▸ Data for processing
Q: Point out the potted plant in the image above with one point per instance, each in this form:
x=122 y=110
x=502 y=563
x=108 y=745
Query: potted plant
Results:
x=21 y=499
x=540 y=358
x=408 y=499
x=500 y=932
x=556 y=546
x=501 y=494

--

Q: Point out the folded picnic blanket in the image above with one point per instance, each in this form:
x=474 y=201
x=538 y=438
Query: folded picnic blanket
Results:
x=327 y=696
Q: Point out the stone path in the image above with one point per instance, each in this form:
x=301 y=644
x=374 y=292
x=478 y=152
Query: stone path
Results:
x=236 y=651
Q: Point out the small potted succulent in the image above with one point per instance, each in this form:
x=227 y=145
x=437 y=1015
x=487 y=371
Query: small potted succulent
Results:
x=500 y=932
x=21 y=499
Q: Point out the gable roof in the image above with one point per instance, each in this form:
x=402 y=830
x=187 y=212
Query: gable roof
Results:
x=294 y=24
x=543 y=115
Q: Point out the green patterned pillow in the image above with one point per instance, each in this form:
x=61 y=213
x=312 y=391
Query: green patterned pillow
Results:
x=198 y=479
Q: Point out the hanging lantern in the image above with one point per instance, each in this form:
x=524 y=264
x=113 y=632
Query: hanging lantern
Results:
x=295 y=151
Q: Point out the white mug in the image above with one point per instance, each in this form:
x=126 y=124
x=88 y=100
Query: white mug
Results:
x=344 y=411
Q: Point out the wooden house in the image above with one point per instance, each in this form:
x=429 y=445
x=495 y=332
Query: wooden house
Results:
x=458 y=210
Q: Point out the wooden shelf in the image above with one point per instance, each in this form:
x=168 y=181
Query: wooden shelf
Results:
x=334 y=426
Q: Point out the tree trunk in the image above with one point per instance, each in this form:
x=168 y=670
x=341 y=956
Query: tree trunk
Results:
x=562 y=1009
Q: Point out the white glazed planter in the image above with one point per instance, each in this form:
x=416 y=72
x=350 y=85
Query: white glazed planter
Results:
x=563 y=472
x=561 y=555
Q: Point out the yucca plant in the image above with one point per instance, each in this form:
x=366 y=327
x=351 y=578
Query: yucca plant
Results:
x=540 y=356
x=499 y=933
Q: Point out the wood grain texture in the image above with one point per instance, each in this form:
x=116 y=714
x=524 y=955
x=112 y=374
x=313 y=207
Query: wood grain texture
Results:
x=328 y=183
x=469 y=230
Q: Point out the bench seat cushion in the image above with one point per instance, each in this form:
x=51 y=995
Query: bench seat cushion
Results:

▸ Task item
Search the entries for the string "blanket" and collect each line that has it.

▸ Response area
Q: Point out the folded picnic blanket in the image above with one point per instance, each in this form:
Query: folded picnic blanket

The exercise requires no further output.